What is being asked:
Copy out only the span from the line with "What is the bounding box of the farm" to the end of the data, both ends kept, word for word.

Provided records:

========================================================================

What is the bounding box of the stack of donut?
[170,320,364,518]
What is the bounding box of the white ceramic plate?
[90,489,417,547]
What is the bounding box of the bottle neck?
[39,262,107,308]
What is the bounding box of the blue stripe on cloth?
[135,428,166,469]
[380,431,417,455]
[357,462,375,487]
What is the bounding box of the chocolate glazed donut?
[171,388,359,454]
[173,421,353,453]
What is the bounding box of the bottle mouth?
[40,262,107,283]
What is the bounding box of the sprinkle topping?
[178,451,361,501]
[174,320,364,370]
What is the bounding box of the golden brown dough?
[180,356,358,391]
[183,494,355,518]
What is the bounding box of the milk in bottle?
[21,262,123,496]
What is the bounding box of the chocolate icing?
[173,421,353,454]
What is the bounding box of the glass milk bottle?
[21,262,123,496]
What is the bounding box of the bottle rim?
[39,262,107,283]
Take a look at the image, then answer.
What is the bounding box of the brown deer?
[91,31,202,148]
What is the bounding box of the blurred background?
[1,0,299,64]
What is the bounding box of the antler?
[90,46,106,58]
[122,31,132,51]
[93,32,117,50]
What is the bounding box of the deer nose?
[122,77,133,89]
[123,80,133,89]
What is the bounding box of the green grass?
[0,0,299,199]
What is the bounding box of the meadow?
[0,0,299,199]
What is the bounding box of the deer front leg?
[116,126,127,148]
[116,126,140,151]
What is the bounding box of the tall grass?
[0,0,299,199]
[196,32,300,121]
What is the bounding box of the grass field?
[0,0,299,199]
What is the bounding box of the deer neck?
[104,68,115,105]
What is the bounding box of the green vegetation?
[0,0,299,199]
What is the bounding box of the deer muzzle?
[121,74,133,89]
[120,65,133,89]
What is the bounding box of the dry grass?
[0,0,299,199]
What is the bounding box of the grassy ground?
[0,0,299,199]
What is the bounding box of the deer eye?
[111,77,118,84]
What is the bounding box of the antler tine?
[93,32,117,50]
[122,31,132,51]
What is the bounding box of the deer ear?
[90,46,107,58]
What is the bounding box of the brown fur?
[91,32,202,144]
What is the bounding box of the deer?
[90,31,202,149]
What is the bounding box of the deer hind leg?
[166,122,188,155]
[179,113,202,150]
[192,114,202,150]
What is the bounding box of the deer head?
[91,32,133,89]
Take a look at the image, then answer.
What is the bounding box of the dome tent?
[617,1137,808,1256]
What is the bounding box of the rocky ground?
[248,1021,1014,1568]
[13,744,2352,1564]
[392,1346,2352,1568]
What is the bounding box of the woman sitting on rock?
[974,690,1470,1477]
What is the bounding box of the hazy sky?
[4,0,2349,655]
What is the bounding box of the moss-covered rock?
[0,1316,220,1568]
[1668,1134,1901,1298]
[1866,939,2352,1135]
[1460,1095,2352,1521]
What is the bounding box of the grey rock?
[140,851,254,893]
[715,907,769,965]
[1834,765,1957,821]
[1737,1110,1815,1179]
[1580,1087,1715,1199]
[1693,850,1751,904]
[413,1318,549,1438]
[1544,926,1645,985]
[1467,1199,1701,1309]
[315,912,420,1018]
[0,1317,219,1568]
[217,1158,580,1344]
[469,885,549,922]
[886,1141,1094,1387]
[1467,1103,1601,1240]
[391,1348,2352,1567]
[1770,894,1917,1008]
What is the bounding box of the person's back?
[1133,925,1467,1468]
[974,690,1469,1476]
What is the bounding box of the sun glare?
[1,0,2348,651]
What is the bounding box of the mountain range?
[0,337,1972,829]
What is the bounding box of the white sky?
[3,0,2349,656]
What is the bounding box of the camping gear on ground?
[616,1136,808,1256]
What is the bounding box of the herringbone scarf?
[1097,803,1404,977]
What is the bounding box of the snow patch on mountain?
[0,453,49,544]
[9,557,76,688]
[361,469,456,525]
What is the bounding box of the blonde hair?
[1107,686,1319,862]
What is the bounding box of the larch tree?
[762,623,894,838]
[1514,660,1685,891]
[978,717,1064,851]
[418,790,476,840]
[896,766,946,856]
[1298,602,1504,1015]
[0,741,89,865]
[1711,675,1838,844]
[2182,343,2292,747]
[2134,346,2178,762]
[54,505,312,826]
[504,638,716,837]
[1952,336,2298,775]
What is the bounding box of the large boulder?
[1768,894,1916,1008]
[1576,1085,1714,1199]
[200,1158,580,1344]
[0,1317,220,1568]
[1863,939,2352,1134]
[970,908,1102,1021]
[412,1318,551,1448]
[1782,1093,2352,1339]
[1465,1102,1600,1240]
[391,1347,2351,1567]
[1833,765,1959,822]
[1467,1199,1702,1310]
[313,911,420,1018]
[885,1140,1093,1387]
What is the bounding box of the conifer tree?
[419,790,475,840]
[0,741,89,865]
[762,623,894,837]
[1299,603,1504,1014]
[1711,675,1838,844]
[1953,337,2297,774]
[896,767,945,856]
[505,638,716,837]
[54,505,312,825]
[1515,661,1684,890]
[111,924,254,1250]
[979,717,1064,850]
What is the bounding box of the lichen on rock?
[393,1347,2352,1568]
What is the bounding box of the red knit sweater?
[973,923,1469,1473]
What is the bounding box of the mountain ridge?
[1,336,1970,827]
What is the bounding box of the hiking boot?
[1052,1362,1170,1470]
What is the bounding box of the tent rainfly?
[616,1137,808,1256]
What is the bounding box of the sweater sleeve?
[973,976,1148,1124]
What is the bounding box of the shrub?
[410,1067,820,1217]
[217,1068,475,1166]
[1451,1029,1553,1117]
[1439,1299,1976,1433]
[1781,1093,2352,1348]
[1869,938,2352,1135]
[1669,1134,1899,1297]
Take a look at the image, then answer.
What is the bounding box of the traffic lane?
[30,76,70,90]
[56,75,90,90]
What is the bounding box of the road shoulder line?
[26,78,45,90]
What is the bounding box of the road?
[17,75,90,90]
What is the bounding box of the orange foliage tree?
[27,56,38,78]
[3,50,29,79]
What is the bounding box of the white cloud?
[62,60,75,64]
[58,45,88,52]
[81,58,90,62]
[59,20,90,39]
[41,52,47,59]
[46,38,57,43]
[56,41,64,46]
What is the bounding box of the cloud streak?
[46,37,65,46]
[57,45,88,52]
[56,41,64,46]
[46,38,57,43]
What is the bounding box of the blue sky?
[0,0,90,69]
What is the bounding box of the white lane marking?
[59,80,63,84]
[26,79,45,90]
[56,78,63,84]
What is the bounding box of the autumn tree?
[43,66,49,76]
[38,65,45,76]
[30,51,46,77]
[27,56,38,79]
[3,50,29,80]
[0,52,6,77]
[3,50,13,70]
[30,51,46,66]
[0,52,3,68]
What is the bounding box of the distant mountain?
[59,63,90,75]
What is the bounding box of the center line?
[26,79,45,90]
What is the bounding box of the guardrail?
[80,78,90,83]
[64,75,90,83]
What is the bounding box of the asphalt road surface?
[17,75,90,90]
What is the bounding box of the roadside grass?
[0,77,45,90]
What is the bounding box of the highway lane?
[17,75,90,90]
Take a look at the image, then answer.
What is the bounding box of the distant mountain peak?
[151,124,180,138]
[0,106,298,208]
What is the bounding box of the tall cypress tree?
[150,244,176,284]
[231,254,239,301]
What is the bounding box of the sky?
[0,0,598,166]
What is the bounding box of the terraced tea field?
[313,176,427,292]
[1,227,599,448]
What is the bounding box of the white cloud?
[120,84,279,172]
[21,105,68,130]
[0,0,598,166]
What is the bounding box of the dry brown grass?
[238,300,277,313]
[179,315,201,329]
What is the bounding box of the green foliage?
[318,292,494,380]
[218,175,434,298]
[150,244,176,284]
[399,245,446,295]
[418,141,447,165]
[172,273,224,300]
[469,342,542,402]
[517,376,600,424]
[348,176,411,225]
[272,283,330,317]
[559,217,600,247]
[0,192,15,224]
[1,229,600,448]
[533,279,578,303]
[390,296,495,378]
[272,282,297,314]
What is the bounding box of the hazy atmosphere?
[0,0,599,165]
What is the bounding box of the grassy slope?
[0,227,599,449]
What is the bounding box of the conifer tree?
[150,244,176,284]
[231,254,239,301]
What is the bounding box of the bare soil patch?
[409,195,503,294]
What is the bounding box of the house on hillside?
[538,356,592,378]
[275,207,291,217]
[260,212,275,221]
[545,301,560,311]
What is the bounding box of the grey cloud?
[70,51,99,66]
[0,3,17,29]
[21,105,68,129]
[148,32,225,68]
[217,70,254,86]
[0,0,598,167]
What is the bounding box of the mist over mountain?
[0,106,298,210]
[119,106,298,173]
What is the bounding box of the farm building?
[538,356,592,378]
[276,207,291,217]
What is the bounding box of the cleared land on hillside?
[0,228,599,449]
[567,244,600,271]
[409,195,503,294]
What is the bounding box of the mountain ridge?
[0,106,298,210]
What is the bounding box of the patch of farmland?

========================================================================

Response to this exercise:
What is the bounding box of the farm building?
[538,356,592,378]
[276,207,291,217]
What is the bounding box of the cleared land on hillside?
[0,228,599,449]
[567,244,600,271]
[409,195,503,294]
What is the bounding box of the mountain ridge?
[0,106,298,210]
What is the bounding box of the patch of farmland?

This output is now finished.